START Exercise materials

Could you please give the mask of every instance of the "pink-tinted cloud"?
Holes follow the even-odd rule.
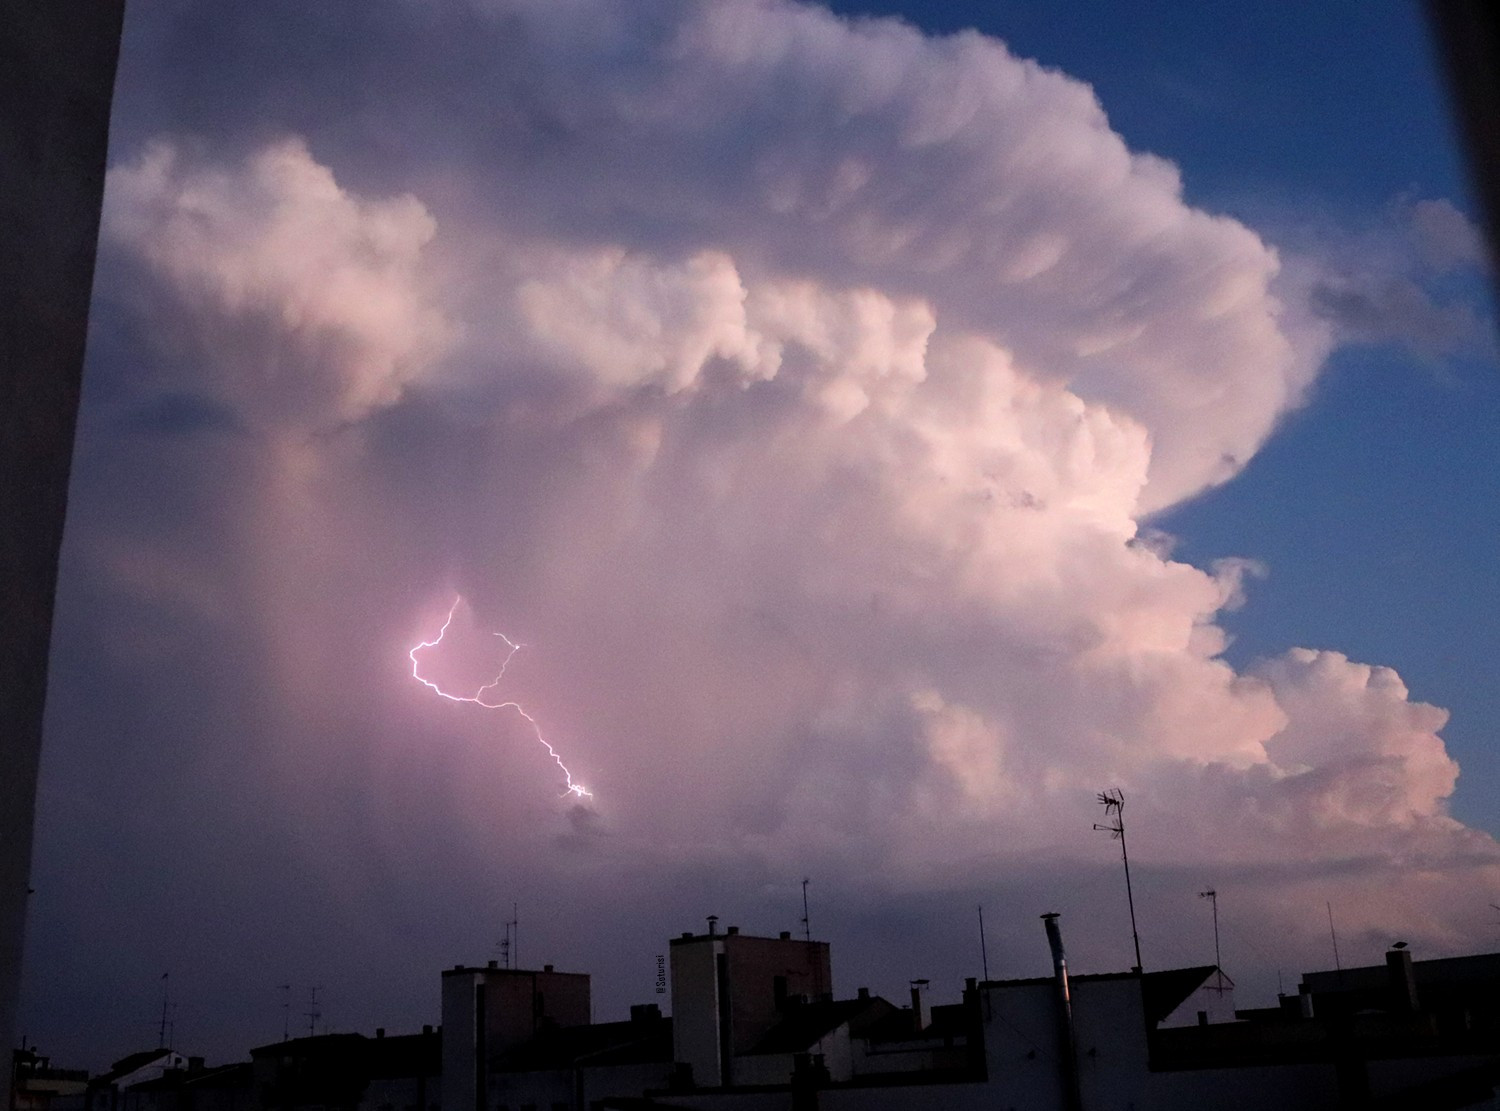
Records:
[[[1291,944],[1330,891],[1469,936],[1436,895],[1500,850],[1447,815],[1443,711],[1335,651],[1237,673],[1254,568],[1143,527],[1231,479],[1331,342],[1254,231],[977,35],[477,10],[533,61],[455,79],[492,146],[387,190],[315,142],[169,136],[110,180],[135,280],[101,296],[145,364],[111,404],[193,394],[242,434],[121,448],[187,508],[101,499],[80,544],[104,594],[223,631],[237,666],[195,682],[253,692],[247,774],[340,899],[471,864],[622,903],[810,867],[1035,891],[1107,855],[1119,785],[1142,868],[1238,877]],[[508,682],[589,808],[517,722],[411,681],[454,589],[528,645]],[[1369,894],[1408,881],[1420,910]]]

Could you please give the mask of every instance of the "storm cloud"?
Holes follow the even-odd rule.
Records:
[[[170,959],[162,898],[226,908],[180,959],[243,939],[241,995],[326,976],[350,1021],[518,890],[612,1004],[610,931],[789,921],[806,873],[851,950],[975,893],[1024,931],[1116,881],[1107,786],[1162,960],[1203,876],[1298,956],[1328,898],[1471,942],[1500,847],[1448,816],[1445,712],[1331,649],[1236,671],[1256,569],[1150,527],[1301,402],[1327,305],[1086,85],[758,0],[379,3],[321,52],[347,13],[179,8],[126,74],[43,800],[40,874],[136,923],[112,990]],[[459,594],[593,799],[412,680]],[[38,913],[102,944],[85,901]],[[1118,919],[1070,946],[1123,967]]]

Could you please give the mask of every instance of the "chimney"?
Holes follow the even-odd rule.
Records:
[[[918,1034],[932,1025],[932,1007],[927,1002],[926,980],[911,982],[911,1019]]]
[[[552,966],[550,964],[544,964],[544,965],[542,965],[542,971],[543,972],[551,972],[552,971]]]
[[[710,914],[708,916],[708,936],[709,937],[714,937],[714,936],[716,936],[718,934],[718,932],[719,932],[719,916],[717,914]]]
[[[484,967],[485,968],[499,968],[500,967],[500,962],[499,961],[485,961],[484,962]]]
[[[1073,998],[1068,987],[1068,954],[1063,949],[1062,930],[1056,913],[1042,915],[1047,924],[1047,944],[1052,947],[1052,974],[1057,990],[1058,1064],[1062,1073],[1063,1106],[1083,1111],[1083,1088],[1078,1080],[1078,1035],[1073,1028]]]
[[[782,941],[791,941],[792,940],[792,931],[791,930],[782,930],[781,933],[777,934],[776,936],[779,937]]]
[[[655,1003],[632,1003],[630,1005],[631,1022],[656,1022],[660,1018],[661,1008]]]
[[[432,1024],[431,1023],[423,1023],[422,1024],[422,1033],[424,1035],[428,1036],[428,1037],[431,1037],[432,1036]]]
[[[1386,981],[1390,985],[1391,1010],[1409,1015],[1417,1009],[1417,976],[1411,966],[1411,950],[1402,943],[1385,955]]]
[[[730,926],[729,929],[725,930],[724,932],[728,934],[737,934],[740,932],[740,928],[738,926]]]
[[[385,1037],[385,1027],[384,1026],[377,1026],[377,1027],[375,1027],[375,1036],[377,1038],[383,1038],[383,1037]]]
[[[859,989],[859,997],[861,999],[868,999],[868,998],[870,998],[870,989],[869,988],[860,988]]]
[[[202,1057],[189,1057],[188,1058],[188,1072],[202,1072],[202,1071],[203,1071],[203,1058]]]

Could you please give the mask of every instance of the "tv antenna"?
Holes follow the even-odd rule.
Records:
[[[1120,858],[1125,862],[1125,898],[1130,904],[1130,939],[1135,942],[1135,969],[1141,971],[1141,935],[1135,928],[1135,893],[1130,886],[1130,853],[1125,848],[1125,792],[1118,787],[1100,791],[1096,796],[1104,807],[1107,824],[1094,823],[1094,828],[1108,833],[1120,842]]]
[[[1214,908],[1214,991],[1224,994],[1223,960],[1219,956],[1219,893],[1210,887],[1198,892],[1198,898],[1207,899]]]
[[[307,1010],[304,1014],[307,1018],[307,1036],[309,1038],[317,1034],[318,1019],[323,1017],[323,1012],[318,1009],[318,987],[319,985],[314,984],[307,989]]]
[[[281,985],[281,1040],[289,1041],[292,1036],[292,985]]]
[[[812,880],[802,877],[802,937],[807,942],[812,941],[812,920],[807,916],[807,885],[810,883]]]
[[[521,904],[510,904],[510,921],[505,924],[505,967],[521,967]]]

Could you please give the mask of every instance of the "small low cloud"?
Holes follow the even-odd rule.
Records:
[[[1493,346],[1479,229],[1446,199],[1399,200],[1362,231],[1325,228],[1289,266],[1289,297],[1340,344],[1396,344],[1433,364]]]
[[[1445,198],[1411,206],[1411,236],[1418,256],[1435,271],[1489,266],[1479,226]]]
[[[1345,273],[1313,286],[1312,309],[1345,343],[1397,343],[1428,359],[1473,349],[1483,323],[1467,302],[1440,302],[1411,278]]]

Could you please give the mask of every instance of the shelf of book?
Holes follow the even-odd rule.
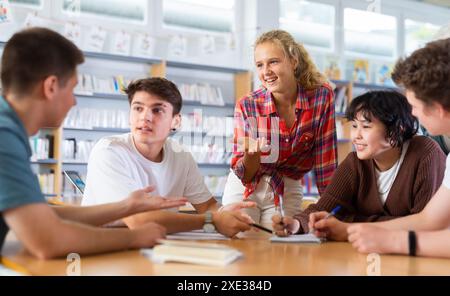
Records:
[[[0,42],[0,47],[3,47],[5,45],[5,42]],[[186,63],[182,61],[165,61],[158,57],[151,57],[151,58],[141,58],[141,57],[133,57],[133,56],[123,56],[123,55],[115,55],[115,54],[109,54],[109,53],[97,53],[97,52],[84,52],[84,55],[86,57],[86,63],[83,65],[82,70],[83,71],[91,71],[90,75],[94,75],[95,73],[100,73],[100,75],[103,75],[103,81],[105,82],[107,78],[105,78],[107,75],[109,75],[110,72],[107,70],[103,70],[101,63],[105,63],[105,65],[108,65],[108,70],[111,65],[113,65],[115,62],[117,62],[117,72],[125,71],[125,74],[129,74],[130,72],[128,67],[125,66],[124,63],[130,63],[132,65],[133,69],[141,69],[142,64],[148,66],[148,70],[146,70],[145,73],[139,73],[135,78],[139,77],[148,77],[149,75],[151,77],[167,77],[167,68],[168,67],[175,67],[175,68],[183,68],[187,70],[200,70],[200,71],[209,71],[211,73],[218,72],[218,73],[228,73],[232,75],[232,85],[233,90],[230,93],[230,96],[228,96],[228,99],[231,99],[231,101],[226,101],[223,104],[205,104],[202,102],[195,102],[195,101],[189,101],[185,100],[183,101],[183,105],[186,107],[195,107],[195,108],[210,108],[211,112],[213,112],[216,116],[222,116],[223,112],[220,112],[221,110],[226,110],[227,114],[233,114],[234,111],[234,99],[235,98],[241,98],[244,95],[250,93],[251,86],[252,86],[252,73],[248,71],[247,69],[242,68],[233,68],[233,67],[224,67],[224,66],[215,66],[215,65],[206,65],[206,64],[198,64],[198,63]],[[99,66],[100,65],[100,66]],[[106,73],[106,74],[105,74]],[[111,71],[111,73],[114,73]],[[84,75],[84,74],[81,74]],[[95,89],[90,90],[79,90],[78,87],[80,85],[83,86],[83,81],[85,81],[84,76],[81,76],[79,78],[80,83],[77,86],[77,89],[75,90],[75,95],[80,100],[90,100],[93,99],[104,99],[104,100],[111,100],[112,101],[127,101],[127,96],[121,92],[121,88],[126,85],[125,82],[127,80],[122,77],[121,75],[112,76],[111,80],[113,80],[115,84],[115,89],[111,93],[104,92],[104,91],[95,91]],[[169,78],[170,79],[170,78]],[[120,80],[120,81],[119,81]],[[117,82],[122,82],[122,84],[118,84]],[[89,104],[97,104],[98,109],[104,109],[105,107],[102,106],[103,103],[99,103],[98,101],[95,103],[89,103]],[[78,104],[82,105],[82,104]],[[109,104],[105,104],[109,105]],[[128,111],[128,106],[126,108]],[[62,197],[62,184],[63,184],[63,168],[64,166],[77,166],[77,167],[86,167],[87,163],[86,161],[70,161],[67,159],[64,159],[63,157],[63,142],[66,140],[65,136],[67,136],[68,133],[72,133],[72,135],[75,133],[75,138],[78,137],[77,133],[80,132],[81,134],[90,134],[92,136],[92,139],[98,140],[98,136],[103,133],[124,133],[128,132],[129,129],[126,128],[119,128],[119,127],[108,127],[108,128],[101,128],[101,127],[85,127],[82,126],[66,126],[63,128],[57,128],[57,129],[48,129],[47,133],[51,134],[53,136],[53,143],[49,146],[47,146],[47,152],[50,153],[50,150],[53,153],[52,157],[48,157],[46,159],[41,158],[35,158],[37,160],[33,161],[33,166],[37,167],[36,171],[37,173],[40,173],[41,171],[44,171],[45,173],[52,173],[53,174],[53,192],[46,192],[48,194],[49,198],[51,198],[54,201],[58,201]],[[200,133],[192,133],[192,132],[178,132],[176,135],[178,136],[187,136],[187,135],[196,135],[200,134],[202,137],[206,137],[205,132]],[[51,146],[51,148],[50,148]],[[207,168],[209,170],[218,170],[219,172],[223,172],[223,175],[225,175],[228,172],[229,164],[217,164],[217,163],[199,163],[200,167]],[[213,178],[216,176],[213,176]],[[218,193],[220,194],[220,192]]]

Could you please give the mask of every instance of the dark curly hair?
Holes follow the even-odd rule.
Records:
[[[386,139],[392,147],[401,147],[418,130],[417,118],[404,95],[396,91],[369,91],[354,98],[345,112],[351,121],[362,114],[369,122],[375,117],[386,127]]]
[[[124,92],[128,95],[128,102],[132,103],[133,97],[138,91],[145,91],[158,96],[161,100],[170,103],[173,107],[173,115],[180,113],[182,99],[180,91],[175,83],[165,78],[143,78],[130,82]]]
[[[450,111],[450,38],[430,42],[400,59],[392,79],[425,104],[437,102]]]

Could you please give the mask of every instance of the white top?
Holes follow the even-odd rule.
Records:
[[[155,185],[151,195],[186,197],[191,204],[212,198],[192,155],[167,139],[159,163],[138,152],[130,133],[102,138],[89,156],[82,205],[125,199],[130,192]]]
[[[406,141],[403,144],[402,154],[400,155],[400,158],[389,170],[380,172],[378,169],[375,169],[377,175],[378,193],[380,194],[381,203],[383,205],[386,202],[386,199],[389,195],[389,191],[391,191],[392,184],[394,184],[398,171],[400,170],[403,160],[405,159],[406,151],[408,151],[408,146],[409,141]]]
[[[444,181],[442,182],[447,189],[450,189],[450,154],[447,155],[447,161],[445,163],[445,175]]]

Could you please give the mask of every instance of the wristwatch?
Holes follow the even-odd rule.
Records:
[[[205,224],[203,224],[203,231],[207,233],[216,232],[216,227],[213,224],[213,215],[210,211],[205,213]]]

END Exercise materials

- **Problem details**:
Search the entries for the word "instance", then gather every line that has it.

- **Result below**:
Could you please give the mask of every instance of the "pink-tinted cloud"?
Could you please give the mask of every instance of the "storm cloud"?
Could you please give the mask of every instance of the "chimney"?
Could you please give the mask of every instance of the "tv antenna"?
Could you please give the mask of every instance of the "small low cloud"?
Could you please give the mask of every instance of the shelf of book?
Could you please give the mask of every instance of the dark curly hair?
Could you please give the mask of every instance of the white top?
Could you please give the mask of every instance of the wristwatch?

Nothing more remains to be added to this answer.